──────── Source material ────────

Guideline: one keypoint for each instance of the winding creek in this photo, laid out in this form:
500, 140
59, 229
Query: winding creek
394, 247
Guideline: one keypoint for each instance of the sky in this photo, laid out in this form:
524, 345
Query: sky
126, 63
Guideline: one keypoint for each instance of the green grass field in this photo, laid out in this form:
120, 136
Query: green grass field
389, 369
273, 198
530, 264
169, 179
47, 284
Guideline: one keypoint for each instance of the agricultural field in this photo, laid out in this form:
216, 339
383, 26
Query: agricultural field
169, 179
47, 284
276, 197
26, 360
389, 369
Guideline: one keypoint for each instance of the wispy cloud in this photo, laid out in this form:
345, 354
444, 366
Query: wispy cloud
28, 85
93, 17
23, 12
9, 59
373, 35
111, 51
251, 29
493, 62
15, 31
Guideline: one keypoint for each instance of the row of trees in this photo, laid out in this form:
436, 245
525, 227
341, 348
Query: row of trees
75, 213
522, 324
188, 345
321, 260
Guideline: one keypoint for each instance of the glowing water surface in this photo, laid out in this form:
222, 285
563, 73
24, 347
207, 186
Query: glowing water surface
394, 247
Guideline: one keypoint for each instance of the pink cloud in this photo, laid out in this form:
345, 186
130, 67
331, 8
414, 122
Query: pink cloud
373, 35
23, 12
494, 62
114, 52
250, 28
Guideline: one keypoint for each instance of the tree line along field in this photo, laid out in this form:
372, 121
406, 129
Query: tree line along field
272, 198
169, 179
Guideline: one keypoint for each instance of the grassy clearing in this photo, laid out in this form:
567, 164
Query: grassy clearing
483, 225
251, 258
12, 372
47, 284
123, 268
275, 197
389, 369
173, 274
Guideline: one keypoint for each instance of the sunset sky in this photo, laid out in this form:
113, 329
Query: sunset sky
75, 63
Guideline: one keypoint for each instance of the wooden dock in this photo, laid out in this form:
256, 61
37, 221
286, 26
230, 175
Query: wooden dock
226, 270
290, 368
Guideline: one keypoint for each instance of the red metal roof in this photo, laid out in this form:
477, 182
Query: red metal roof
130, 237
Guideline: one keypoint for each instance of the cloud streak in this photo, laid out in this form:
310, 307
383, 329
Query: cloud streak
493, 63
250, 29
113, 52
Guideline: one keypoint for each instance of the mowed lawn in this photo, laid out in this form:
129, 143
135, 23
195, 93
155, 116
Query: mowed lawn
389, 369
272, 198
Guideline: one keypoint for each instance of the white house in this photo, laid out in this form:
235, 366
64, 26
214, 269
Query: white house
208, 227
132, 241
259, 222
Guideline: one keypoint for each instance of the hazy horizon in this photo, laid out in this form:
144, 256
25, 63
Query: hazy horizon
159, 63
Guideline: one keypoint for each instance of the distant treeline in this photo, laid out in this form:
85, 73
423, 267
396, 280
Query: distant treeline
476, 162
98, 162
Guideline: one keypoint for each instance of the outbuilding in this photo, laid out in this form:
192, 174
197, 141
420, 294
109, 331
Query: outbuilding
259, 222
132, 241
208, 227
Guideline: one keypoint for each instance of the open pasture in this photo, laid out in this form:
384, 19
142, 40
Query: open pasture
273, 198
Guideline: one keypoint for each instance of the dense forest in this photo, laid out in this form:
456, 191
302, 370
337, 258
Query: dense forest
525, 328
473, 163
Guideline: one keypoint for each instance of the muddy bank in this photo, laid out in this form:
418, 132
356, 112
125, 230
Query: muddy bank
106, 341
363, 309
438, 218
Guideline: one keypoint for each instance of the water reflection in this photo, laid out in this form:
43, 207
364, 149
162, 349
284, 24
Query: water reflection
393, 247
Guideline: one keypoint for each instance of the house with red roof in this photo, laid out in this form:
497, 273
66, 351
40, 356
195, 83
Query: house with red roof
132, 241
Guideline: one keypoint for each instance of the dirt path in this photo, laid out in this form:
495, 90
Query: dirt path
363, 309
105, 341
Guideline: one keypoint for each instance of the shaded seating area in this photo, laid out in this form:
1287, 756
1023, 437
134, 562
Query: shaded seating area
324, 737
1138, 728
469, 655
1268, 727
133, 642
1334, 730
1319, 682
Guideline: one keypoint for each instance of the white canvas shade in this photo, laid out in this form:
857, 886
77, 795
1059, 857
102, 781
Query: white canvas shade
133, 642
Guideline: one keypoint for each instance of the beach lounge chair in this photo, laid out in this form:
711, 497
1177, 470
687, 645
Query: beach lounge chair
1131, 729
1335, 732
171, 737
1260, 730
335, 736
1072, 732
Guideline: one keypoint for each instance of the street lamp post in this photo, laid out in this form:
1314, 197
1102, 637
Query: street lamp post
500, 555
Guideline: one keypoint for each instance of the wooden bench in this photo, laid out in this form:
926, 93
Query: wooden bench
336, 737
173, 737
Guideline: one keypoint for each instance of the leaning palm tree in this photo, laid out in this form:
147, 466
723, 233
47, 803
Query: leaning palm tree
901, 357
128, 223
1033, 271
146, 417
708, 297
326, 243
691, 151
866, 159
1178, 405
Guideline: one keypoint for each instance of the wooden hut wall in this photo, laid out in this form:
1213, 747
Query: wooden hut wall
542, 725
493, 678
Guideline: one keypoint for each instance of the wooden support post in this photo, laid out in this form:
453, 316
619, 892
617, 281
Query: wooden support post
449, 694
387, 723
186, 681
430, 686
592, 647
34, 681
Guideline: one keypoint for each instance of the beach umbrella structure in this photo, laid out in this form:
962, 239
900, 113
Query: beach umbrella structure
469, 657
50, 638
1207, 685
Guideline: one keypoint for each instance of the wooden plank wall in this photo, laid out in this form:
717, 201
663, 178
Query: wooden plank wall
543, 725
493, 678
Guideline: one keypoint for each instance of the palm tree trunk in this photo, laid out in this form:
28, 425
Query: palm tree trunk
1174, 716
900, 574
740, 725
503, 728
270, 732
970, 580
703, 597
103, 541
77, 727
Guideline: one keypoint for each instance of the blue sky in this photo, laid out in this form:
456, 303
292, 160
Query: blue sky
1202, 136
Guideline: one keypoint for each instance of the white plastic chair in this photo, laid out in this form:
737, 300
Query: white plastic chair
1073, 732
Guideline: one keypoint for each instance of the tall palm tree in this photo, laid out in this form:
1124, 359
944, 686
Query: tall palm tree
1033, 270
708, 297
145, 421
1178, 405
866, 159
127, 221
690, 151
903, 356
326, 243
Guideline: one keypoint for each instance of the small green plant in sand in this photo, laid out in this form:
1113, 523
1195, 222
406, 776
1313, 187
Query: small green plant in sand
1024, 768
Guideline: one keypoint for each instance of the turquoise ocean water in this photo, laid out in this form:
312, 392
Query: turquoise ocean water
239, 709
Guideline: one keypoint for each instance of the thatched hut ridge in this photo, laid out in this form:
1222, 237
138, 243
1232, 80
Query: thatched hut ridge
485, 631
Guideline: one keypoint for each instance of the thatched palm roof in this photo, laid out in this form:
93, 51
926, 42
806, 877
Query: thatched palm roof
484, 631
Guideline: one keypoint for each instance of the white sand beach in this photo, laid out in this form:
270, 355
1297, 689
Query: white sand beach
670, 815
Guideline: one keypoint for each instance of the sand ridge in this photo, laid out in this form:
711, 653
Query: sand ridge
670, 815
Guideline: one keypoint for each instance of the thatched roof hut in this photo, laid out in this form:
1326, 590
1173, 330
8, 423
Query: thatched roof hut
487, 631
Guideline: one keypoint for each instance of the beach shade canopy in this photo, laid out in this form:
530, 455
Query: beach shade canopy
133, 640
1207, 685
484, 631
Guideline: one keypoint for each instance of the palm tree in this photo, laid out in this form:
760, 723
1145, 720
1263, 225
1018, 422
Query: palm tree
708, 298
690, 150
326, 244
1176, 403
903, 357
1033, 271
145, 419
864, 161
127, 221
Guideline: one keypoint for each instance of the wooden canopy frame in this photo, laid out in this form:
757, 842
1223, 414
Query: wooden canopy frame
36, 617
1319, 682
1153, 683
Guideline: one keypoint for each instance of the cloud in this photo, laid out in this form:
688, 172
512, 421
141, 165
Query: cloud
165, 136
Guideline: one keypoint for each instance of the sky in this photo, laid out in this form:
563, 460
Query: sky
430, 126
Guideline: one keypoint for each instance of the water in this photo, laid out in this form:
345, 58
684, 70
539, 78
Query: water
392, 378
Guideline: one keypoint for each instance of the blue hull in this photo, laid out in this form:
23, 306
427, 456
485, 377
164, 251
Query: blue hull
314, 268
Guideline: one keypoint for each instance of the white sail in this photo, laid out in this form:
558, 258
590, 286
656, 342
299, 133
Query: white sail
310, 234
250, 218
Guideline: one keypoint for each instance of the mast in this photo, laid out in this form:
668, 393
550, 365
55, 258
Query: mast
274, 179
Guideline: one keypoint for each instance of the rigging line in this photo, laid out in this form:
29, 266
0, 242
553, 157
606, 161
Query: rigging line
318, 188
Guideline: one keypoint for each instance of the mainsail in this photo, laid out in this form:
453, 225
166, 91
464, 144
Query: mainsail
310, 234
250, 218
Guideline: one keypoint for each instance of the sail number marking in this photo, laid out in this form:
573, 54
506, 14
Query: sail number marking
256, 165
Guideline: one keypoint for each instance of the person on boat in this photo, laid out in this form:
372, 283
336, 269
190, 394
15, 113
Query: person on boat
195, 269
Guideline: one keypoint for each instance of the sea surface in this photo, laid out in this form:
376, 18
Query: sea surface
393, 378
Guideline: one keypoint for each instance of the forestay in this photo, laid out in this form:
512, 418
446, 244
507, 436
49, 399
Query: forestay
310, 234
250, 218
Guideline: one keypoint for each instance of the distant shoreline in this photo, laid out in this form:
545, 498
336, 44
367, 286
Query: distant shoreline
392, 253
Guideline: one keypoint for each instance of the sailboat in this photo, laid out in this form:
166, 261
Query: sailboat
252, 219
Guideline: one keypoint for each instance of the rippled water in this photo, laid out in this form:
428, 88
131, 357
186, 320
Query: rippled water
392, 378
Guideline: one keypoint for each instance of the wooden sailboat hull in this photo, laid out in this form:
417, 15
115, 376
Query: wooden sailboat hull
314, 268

────────

Instructions for the task
Reproduce the lines of the entries above exactly, but only from the line containing "Guideline: one keypoint for each instance of the forestay" through the final line.

Solution
Guideline: one keypoint for each instance of the forestay in this photo, laid out in this form:
512, 418
446, 244
507, 436
49, 399
Query: forestay
310, 234
250, 218
Guideline: one keypoint for each instance of the distant shoreline in this photo, laid out in this form:
545, 498
336, 44
367, 286
Query: distant shoreline
392, 253
Guideline: one keypoint for each instance of the sailboat in this photo, laid out in this form:
166, 261
Query: sailboat
252, 219
Guideline: one keypoint for each instance of the rippled water in this photo, laid out in this form:
428, 88
131, 357
186, 320
Query: rippled water
392, 378
Guideline: one keypoint for each instance of the wooden sailboat hull in this photo, laid out in this form:
417, 15
115, 376
Query: wooden sailboat hull
314, 268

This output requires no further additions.